» What is needed
Give everything from the line containing "Q: Locate the white pants" down to the end of the lines below as a Markdown table with the columns "Row" and "Line", skipping any blank lines. Leave the pictures out.

» Stored data
::::

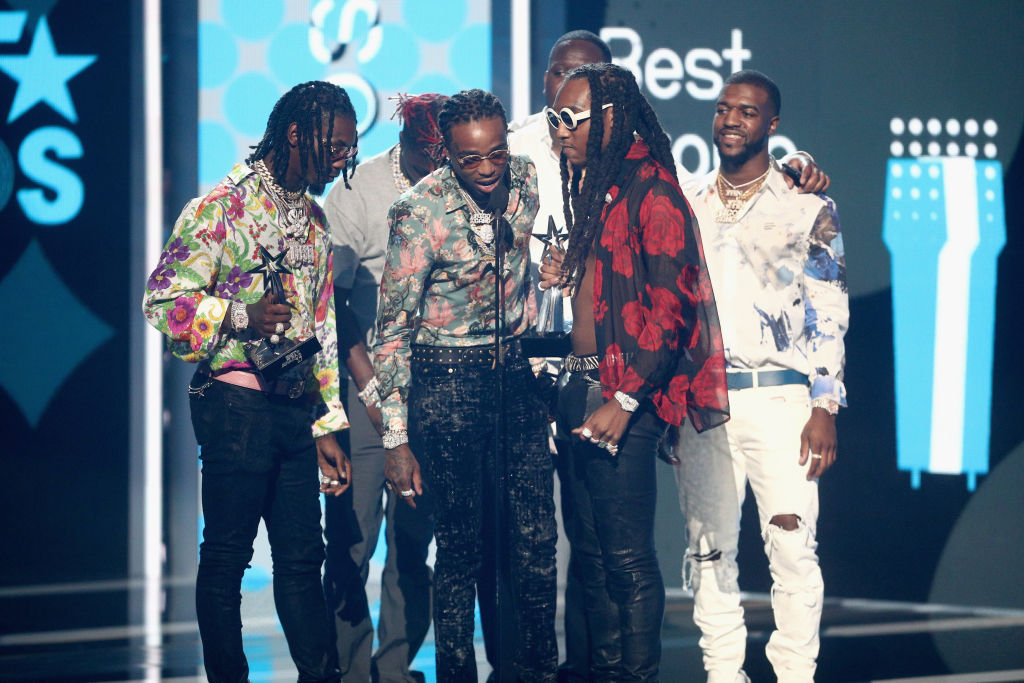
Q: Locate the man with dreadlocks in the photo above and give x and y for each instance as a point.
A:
(438, 372)
(352, 522)
(646, 350)
(259, 439)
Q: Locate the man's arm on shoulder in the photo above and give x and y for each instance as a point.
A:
(826, 319)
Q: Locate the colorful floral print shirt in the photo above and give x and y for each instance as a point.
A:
(209, 261)
(653, 306)
(438, 283)
(779, 272)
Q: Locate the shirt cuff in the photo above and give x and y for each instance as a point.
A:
(334, 420)
(823, 386)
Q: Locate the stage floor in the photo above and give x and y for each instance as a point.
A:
(862, 640)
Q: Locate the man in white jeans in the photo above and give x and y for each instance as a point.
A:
(775, 259)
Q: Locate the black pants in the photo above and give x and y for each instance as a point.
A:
(351, 525)
(453, 411)
(259, 462)
(612, 549)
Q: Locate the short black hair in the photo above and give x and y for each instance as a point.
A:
(756, 78)
(312, 107)
(469, 105)
(587, 36)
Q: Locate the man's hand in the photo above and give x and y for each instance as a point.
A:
(265, 314)
(606, 424)
(812, 178)
(551, 269)
(334, 466)
(401, 474)
(818, 441)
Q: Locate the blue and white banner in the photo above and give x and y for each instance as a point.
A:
(944, 225)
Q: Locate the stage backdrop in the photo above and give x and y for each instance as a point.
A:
(912, 115)
(65, 391)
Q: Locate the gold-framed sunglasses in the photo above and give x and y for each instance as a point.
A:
(497, 157)
(342, 152)
(567, 117)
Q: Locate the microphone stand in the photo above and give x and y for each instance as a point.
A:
(498, 203)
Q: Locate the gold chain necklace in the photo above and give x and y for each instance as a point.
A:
(294, 218)
(734, 198)
(400, 181)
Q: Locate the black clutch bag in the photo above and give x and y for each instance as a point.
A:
(272, 359)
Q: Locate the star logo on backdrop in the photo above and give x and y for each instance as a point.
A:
(42, 75)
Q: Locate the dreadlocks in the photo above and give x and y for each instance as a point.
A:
(312, 107)
(468, 105)
(630, 113)
(419, 122)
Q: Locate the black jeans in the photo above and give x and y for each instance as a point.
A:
(259, 461)
(351, 525)
(612, 548)
(452, 418)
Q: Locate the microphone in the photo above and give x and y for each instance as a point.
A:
(497, 204)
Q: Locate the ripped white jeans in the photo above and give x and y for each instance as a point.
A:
(760, 444)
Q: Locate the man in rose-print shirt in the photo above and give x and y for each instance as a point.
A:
(646, 350)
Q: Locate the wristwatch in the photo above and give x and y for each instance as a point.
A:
(240, 318)
(628, 402)
(827, 404)
(394, 437)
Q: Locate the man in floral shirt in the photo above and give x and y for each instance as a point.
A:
(646, 351)
(260, 438)
(438, 375)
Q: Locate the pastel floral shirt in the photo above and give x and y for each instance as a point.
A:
(654, 313)
(438, 284)
(208, 263)
(779, 272)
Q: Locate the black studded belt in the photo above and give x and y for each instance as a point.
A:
(456, 355)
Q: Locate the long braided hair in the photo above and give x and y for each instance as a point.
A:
(312, 105)
(630, 113)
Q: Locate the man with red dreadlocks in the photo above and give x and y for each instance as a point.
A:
(352, 522)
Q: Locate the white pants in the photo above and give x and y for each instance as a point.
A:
(760, 444)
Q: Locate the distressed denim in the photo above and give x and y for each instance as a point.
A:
(259, 462)
(453, 411)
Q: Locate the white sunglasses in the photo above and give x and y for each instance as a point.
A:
(567, 117)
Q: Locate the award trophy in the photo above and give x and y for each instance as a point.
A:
(272, 359)
(548, 339)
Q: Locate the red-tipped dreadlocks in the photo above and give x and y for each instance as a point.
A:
(419, 117)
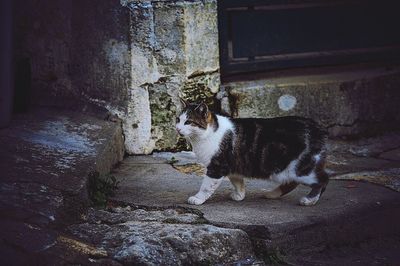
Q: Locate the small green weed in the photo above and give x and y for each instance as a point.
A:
(101, 188)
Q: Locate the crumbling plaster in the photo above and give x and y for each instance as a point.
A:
(174, 45)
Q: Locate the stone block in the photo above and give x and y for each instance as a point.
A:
(346, 103)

::::

» Response for this exercise
| Row | Line |
|---|---|
| 1 | Q: Locate the white pants in the photo above and give x and y for each instance as a point. |
| 2 | A: |
| 3 | (760, 444) |
| 4 | Q: Locate the distressed denim in the photo above and give x and y for each instance as a point. |
| 5 | A: |
| 6 | (259, 462) |
| 7 | (453, 411) |
| 8 | Q: Locate the white sunglasses in the photo above and give x and y for each instance as a point. |
| 9 | A: |
| 10 | (567, 117) |
| 11 | Q: Locate the award trophy in the photo above and give x and y for each instance as a point. |
| 12 | A: |
| 13 | (272, 359) |
| 14 | (548, 339) |
| 15 | Q: Locate the red-tipped dreadlocks in the photo above and give x and y for each instance as a point. |
| 16 | A: |
| 17 | (419, 117) |
| 18 | Q: Locate the small green weed in the photo above and give x and y for each instance as a point. |
| 19 | A: |
| 20 | (101, 188) |
| 21 | Q: Locate the crumbling plaster in the photo above and give x and y for each instance as a point. |
| 22 | A: |
| 23 | (174, 45) |
| 24 | Q: Locate the stone block in the photo above and give x and y for each instance as a point. |
| 25 | A: |
| 26 | (346, 103) |